We source implant-grade stock on a per-project basis with a signed customer purchase order that names the end application. Certificate of conformance, lot number, and mill cert follow the parts through machining and ship with the final product. See our quality control process for how material certs are tracked.

PPSU — the practical medical plastic

PPSU (Radel R-5500, Udel P-3703) is our recommendation for 70% of medical applications that don't actually need PEEK. It autoclaves to 140 °C indefinitely, survives 1,000+ cycles without embrittlement, has good impact resistance, and costs about a third of PEEK. The trade-off is lower stiffness and an amber color you can't get away from.

Typical PPSU parts we produce: surgical tool handles, autoclavable trays, dental tool housings, catheter hubs, and any autoclavable medical component where the part doesn't see high mechanical load.

⁂

*EXERCISES TO COMPLETE*
1. From the passage on medical plastics, list the items that follow the parts through machining and ship with the final product.
2. Go on with the passage on medical plastics from where it stops.

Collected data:
⁂

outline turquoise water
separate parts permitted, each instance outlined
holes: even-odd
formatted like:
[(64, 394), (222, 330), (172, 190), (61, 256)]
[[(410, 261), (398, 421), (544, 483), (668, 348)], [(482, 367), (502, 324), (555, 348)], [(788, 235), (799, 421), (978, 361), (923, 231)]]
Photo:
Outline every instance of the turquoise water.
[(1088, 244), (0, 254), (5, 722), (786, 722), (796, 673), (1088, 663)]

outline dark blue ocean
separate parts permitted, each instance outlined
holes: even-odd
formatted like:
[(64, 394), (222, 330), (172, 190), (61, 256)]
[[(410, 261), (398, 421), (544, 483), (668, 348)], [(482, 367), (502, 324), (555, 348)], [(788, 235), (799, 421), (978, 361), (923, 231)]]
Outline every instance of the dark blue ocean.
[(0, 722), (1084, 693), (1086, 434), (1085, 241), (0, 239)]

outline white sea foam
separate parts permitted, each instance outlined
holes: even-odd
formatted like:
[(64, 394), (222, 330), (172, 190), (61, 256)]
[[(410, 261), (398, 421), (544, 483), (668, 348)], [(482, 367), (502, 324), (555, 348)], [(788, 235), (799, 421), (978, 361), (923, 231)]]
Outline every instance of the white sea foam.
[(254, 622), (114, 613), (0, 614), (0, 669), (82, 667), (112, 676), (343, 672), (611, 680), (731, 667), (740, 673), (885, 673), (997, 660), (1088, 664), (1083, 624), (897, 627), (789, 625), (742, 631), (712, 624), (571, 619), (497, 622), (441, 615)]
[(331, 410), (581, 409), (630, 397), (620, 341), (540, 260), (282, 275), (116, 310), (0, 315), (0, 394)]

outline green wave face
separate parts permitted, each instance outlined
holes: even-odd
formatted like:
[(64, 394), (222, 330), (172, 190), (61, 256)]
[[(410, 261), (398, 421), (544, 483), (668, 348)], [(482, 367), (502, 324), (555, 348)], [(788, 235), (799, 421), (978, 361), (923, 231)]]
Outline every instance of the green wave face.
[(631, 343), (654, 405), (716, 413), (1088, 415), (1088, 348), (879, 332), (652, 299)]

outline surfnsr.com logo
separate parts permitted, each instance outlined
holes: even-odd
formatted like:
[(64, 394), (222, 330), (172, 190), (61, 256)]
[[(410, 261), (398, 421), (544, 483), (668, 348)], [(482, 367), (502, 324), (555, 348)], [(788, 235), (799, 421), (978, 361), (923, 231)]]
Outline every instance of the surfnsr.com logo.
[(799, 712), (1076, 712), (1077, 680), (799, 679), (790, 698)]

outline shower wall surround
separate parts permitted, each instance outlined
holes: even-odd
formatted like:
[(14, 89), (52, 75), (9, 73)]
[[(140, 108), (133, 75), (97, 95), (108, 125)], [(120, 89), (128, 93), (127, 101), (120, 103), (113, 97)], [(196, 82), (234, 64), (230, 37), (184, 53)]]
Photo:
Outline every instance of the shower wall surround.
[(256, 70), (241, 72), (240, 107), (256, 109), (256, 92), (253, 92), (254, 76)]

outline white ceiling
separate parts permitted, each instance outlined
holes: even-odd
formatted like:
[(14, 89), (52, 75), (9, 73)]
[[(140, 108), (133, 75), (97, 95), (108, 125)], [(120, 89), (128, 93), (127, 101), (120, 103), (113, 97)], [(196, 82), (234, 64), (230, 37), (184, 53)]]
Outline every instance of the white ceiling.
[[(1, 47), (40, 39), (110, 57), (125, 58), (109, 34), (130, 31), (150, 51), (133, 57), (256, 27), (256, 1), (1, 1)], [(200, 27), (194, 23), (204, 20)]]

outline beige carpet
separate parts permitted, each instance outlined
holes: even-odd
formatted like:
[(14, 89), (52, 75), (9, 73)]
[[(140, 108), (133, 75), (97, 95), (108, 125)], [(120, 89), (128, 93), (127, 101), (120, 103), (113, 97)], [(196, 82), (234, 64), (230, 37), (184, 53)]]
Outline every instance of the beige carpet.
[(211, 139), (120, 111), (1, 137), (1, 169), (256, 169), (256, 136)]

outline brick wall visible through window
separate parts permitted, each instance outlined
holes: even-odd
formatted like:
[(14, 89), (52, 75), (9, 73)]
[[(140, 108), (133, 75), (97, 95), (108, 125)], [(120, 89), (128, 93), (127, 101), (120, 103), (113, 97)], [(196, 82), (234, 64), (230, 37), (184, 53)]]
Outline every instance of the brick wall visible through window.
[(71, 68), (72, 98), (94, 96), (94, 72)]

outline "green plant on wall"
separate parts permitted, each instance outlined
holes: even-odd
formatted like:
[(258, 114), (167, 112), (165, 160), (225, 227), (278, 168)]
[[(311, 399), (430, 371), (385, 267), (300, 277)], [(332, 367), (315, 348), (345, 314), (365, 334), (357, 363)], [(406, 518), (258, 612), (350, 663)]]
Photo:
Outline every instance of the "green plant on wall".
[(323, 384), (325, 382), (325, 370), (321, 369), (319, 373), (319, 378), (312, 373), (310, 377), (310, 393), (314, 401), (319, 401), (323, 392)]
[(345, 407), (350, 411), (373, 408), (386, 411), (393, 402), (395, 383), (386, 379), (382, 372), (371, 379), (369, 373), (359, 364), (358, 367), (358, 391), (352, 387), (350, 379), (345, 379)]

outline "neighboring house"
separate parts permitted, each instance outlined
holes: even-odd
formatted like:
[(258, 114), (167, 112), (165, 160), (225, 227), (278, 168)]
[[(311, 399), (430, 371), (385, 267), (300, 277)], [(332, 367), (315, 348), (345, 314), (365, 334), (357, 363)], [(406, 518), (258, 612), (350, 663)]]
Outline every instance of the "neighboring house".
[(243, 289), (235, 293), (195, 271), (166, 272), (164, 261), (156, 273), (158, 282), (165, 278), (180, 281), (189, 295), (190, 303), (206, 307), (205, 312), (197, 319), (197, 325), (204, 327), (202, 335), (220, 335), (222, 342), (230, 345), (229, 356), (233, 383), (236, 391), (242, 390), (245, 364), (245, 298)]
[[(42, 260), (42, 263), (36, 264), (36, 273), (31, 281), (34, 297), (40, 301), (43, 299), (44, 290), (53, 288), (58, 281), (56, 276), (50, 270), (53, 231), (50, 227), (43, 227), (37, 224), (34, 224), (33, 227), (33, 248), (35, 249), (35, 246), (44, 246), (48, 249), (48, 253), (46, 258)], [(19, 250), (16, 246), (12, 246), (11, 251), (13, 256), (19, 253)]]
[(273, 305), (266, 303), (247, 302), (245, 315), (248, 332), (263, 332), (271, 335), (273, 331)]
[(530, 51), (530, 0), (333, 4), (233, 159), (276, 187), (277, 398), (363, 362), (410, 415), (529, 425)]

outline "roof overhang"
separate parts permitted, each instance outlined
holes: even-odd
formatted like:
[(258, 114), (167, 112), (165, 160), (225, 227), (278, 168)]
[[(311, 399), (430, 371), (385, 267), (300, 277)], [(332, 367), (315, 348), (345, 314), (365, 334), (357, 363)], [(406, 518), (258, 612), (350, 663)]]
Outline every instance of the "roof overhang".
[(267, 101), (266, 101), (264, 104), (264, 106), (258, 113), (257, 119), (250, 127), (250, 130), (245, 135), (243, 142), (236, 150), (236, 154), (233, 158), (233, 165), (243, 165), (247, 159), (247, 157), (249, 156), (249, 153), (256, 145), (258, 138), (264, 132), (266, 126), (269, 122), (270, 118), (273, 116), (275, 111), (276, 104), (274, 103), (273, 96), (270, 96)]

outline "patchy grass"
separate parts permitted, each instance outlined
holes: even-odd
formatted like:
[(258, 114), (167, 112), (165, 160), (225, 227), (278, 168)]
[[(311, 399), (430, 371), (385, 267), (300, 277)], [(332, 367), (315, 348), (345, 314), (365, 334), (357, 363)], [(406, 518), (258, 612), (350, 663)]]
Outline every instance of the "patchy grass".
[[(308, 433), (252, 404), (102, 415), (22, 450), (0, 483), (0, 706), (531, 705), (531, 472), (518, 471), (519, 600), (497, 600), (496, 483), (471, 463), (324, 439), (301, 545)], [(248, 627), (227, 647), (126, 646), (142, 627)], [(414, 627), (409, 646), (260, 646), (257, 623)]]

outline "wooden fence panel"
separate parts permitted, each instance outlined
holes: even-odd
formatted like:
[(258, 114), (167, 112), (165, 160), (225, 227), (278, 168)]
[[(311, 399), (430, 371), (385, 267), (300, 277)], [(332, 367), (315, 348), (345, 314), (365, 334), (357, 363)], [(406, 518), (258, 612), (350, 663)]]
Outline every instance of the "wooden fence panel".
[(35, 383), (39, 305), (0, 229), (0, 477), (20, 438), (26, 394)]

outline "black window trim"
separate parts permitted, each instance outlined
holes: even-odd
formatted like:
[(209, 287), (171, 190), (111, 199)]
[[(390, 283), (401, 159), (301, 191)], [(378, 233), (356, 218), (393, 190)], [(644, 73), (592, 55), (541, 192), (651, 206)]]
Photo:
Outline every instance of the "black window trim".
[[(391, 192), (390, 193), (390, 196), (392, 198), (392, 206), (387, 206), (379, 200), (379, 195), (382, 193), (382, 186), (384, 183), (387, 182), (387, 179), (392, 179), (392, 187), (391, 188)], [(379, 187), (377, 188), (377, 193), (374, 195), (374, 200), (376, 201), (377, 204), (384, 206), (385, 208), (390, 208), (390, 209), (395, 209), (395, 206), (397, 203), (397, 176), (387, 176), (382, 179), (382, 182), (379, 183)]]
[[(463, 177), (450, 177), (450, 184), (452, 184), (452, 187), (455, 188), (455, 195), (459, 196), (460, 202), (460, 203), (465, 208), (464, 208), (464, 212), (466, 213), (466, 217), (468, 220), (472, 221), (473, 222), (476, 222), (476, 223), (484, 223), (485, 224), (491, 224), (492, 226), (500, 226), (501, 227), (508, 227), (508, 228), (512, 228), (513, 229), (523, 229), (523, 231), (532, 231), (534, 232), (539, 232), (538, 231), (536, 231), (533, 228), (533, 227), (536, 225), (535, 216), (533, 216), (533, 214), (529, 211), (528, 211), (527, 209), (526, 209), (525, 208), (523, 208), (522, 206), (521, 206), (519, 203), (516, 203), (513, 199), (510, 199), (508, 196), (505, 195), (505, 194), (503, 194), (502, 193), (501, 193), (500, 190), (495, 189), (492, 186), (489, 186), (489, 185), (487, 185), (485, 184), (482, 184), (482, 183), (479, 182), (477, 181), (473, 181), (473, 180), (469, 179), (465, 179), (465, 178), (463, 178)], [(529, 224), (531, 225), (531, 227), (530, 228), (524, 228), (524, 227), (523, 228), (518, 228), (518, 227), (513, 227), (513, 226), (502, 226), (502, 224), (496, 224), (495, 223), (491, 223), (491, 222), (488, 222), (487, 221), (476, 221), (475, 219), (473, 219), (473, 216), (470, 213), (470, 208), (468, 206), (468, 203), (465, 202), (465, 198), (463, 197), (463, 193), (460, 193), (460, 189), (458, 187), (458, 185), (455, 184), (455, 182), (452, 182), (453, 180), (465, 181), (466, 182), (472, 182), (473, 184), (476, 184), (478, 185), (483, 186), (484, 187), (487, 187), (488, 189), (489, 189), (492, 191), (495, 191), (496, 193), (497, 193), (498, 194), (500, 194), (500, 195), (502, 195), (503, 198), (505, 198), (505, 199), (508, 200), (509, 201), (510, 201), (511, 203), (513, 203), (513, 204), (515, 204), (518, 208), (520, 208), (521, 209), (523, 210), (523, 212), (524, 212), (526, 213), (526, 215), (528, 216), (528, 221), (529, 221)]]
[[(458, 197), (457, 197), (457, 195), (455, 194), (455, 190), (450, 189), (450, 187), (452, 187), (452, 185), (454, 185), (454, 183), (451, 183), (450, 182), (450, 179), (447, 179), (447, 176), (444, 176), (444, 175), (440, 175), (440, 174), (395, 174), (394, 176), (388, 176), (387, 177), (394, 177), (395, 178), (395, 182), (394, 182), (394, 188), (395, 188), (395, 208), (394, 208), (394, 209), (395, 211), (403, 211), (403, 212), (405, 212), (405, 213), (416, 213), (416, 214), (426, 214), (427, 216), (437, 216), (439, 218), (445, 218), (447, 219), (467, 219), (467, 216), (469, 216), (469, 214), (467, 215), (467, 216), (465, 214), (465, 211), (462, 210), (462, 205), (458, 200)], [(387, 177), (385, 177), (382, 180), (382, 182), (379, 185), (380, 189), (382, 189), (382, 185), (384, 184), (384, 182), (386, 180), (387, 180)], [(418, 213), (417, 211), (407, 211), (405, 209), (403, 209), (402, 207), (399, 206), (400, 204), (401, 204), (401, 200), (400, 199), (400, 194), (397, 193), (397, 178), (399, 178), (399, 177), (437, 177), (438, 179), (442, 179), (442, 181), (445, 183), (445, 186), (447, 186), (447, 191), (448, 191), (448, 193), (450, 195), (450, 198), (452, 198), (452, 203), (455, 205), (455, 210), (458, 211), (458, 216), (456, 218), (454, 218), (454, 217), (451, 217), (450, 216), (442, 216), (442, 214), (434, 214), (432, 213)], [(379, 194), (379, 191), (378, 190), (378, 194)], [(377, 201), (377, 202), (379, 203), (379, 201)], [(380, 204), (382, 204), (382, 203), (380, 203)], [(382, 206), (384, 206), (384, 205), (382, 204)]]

⁂

*RESPONSES TO THE EXERCISE*
1. Certificate of conformance, lot number, mill cert

2.
Ultem (PEI) — when you need transparency

Ultem 1000 is PEEK's slightly-cheaper, slightly-weaker cousin. Key advantage: Ultem is translucent amber, whereas PEEK is opaque tan. For medical devices where visual inspection of internal features matters (fluid channels, electrical connections), Ultem wins. Continuous service temp is 170 °C, compared to PEEK's 250 °C.

Machining considerations

PEEK and PPSU machine well with carbide tooling, high RPM, and moderate feed. Coolant (water-soluble) helps dimensional stability on long runs. Key gotcha: PEEK's thermal expansion is 6× that of steel, so long prismatic parts (200+ mm) need to equilibrate to room temperature before final inspection — we build this into our process. For tight-tolerance threaded features, we recommend thread inserts rather than cutting threads directly into PEEK.

What this costs

A representative CNC part — say, a 60 × 40 × 20 mm bracket — costs roughly 10× in standard PEEK what it would cost in aluminum 6061. In implant-grade PEEK, closer to 50×. PPSU lands at about 4× aluminum cost. For prototype quantities, we recommend PPSU or Ultem first; step up to PEEK only if testing reveals performance gaps.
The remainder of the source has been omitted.